» Required task A: Transcribe the grocery-storage tips below in full, keeping every word and line break as it appears.

━━━━━ Text to read

You’ve made your list, scoured the shops and lugged your groceries back home. You’re ready for a cuppa and actively willing the ice cream that you just bought to find its own way to the freezer. But spending just two more minutes with your shopping can extend its shelf life by days. Really, what’s the point in schlepping to the shops for something that just going to end up on the bin? 

Go on make its shelf life complete. Use these tips as you pack away and make the most of your groceries.

Tip 1
Use your loaf
Bread is one of the most commonly wasted foods in our homes. 

If you’re in any doubt about whether you can reach its end before it starts to stale, then chop and freeze. Cut into chunks large enough to cover 2 days, wrap tightly in an airtight old plastic bag and freeze. Top trick for toast!

Some crazy straight-haired people don’t like the ends of bread… until  it’s transformed into a boozy bread and butter pudding, that is. Tuck the crusts in the freezer and they’ll soon add up to something sweet.

━━━━━━━━━━
━━━━━ Dataset records

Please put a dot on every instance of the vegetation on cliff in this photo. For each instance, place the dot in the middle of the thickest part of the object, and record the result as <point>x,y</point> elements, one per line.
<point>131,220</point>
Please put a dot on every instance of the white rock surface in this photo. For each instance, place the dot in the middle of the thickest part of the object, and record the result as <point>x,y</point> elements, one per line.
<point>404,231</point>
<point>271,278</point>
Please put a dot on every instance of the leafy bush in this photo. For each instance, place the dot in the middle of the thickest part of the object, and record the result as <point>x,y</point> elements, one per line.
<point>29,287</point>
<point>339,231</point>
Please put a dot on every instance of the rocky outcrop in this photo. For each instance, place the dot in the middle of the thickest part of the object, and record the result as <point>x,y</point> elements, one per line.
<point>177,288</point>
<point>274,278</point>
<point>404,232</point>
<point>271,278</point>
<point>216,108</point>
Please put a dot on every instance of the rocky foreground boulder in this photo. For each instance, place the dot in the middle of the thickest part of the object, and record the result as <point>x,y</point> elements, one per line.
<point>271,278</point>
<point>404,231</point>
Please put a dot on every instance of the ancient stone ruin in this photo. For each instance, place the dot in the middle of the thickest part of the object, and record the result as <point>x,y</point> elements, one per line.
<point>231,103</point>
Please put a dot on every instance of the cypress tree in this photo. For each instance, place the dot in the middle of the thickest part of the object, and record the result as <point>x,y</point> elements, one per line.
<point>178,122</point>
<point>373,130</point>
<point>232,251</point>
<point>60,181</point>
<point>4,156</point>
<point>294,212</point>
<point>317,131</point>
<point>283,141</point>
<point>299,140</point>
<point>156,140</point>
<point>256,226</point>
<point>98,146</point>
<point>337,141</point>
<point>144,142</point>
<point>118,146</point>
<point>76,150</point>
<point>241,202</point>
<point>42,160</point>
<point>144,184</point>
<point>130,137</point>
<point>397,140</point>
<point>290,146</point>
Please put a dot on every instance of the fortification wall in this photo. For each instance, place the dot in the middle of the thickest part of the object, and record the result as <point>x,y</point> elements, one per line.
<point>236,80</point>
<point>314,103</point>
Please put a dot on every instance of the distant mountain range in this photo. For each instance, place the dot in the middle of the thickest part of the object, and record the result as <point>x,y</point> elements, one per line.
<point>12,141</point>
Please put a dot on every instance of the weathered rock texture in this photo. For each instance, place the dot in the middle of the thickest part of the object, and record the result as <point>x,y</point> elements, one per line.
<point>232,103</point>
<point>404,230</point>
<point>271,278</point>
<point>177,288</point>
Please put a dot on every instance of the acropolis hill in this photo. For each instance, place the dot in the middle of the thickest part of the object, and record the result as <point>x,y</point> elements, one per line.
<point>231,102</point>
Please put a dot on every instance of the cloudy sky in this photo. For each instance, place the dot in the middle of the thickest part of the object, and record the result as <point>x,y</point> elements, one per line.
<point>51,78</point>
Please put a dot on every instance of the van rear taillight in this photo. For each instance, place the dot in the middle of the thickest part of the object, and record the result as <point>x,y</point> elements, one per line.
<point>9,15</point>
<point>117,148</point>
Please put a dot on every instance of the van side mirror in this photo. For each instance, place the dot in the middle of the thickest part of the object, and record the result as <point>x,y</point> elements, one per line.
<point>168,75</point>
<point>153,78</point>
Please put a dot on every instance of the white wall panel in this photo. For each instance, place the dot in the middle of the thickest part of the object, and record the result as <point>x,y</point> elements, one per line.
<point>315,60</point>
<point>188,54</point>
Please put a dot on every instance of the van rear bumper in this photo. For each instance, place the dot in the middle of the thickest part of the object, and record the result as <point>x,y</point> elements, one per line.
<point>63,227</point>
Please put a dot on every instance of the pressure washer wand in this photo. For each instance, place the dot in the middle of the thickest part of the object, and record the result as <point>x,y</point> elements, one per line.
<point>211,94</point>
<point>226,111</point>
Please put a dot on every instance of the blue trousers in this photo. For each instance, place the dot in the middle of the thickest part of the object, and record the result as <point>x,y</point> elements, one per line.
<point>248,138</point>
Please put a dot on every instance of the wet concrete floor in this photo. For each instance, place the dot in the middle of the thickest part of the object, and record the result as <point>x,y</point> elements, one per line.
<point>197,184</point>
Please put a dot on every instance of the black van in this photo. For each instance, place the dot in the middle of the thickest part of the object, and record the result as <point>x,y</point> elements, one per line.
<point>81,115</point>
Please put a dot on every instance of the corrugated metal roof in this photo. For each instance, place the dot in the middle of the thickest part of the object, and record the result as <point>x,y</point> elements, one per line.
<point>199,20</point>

━━━━━━━━━━
━━━━━ Dataset records

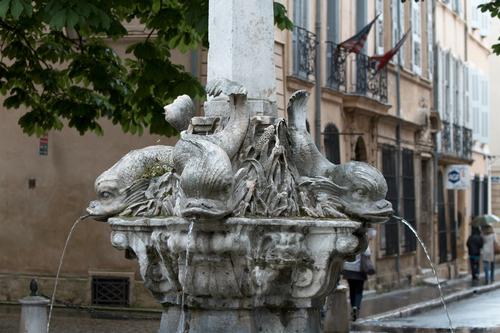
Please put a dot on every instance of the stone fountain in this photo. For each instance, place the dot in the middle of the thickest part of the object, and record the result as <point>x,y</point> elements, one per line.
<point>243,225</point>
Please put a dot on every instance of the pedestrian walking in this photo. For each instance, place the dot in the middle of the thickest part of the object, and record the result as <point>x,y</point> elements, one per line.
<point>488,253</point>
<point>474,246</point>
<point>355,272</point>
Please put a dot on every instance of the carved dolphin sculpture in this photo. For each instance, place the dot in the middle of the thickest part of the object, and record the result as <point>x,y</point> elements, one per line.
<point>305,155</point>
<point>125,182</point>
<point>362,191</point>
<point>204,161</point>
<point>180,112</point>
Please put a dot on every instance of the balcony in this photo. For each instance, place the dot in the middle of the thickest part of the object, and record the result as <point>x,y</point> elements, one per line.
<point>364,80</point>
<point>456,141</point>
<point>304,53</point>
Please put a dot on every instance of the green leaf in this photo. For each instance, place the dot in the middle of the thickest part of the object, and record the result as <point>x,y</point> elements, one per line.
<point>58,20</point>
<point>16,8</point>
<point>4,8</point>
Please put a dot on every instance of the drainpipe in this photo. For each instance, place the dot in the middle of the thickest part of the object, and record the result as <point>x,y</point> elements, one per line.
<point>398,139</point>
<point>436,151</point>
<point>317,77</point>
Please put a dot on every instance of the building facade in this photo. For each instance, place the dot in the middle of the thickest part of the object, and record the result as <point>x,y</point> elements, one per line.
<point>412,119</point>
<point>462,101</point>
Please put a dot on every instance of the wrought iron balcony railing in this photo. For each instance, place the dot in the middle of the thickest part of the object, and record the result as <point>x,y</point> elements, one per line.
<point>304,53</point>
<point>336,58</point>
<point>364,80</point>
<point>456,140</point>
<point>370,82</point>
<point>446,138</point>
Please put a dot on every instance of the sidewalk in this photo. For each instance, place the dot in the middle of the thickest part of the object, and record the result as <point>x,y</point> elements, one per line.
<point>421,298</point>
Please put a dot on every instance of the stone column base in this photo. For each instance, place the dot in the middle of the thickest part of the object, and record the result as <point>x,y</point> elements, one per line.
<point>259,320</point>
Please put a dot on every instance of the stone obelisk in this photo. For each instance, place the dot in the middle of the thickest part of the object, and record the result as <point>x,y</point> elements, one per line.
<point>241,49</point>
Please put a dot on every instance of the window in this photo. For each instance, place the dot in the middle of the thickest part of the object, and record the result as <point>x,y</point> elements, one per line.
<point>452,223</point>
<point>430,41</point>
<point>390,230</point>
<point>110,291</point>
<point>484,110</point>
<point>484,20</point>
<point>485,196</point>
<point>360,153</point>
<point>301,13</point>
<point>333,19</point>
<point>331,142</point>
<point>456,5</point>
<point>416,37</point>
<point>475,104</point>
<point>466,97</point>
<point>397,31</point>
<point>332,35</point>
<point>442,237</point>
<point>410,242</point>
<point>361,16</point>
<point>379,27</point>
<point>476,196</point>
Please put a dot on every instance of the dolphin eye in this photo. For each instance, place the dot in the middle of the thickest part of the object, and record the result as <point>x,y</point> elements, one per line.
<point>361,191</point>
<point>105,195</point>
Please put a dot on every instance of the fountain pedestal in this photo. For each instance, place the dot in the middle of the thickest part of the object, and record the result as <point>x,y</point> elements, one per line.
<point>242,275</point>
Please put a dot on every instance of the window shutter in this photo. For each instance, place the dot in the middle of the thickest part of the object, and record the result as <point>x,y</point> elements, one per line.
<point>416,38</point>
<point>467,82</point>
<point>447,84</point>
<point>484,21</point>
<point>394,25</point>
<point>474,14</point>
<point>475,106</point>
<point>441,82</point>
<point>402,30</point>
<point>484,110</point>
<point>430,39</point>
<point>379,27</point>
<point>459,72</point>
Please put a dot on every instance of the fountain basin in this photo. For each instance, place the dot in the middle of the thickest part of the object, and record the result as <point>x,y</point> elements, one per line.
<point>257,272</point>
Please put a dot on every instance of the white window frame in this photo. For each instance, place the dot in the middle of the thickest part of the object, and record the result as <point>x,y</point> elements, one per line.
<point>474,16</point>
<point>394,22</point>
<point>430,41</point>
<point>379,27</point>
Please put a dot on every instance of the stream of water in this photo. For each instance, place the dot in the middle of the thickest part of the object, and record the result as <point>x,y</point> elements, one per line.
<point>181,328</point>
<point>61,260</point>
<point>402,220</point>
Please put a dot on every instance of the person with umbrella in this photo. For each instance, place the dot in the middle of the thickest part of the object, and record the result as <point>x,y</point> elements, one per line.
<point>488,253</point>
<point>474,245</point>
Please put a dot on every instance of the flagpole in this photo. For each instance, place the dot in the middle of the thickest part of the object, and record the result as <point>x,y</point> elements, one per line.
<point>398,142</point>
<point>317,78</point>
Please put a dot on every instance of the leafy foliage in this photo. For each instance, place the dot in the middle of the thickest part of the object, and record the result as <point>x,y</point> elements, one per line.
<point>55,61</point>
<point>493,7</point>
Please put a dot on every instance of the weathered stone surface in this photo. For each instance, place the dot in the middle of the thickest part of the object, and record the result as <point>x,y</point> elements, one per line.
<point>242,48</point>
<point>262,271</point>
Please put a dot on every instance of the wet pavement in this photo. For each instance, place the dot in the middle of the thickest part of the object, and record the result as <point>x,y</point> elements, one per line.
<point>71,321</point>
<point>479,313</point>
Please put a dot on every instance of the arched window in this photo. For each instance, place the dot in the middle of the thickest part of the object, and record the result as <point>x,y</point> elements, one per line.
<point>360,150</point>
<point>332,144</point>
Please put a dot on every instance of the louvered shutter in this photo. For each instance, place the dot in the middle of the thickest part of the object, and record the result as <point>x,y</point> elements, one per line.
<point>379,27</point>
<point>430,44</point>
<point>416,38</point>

━━━━━━━━━━
━━━━━ Dataset records

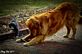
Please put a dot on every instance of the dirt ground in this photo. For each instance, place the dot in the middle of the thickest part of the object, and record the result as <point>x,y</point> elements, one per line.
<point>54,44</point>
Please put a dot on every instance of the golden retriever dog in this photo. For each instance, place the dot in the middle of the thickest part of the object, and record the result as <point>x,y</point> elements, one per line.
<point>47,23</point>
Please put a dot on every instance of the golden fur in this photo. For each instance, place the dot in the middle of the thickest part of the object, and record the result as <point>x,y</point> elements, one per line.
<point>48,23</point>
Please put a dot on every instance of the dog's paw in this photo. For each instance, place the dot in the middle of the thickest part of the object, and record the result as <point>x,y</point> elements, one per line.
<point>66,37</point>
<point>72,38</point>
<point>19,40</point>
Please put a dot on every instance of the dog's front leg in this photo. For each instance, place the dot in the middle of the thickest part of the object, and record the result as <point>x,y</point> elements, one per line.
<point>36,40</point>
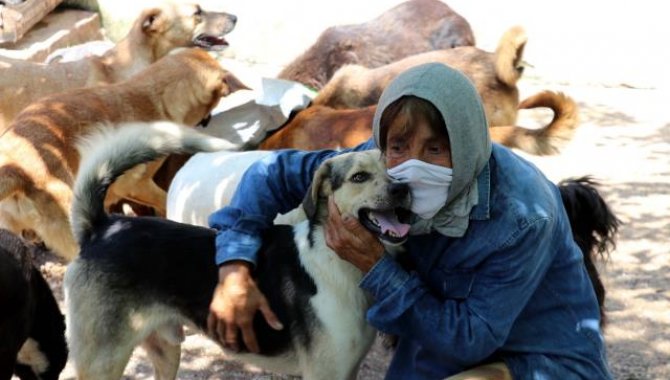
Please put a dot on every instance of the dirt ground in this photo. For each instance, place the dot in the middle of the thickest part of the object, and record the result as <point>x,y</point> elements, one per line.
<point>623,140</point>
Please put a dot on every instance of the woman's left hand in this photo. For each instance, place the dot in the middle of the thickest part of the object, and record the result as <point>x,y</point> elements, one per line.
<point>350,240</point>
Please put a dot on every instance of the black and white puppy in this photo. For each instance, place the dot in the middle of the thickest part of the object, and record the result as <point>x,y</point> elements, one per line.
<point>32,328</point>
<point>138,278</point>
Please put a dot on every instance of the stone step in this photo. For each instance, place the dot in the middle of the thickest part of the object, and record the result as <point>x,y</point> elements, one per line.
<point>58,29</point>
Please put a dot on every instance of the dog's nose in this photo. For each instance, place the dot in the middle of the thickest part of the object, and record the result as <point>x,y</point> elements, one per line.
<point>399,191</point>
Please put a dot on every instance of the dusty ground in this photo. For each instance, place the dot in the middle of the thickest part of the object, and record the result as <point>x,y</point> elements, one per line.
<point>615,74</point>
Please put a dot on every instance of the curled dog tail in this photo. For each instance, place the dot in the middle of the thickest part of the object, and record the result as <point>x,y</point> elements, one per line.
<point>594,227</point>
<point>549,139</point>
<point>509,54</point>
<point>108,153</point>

━━━━━━━━━━

» Required task B: Reproduce word for word the rows above, starting at the line with "Please put a dot on every instance of the cypress" and ending with, and including, the line with "<point>314,103</point>".

» Reply A:
You’ve made your list, scoured the shops and lugged your groceries back home. You’re ready for a cuppa and actively willing the ice cream that you just bought to find its own way to the freezer. But spending just two more minutes with your shopping can extend its shelf life by days. Really, what’s the point in schlepping to the shops for something that just going to end up on the bin? 

Go on make its shelf life complete. Use these tips as you pack away and make the most of your groceries.

Tip 1
Use your loaf
Bread is one of the most commonly wasted foods in our homes. 

If you’re in any doubt about whether you can reach its end before it starts to stale, then chop and freeze. Cut into chunks large enough to cover 2 days, wrap tightly in an airtight old plastic bag and freeze. Top trick for toast!

Some crazy straight-haired people don’t like the ends of bread… until  it’s transformed into a boozy bread and butter pudding, that is. Tuck the crusts in the freezer and they’ll soon add up to something sweet.

» Reply B:
Please put a dot on every instance of the cypress tree in this photo. For each instance, place the dot in the middle of the thickest part of the object, and record the result as <point>x,y</point> elements, one per line.
<point>178,122</point>
<point>373,130</point>
<point>232,251</point>
<point>60,181</point>
<point>4,156</point>
<point>294,212</point>
<point>317,131</point>
<point>283,141</point>
<point>299,140</point>
<point>156,140</point>
<point>256,226</point>
<point>98,146</point>
<point>337,141</point>
<point>144,142</point>
<point>118,146</point>
<point>76,150</point>
<point>241,202</point>
<point>42,160</point>
<point>144,184</point>
<point>130,137</point>
<point>397,140</point>
<point>290,146</point>
Please put a dot on every instance of the fortification wall in this photo. For each instance, place the dot in the middle of the thickest part of the object, and record the result as <point>x,y</point> elements, one per line.
<point>236,80</point>
<point>314,103</point>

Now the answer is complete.